> TASK STATEMENT
Write exactly the lines running from the start of the material below to the line that includes "Target: dark stage background", and include no pictures.

[[ DATA PROVIDED, beginning ]]

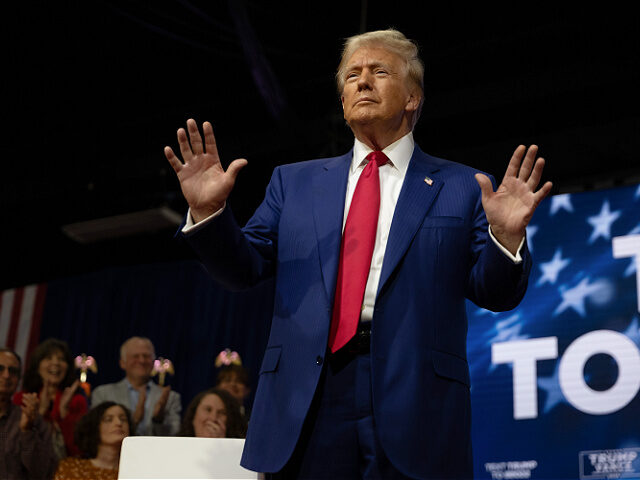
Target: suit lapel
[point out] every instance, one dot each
(329, 191)
(419, 190)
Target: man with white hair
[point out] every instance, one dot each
(155, 409)
(374, 252)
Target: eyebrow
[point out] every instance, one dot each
(372, 65)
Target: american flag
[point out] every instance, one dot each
(20, 318)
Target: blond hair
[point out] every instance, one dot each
(393, 41)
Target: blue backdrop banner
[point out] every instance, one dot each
(556, 381)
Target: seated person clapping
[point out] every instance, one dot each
(51, 376)
(99, 436)
(213, 413)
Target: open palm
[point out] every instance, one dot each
(510, 208)
(204, 183)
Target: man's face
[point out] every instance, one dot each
(376, 88)
(138, 361)
(10, 373)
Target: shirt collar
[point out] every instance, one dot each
(399, 153)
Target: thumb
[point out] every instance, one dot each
(235, 167)
(485, 184)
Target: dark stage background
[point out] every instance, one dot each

[[ DATA PROVIDED, end ]]

> REPLY
Target: suit lapel
[point out] every instance, one dot each
(329, 191)
(419, 190)
Target: man with white hair
[point out] every instance, one dot each
(155, 409)
(374, 252)
Target: eyebrow
[point out] every instance, one dot each
(372, 65)
Target: american flag
[point out] every instance, one dot each
(20, 318)
Target: blond hair
[point out] every instance, one dot each
(393, 41)
Target: blue backdrop banner
[point out] every instance, one dot each
(556, 381)
Target: seated person clapping
[point out] every instance, one dot each
(51, 376)
(99, 436)
(213, 413)
Target: open palm
[point out] every instance, one dot each
(510, 208)
(204, 183)
Target: man's face
[point out] every instance, one dot each
(376, 88)
(138, 361)
(10, 373)
Target: shirt collar
[point out] every instance, one dot each
(399, 153)
Target: thumb
[point out] every instance, one dot each
(235, 167)
(485, 184)
Target: dark stage background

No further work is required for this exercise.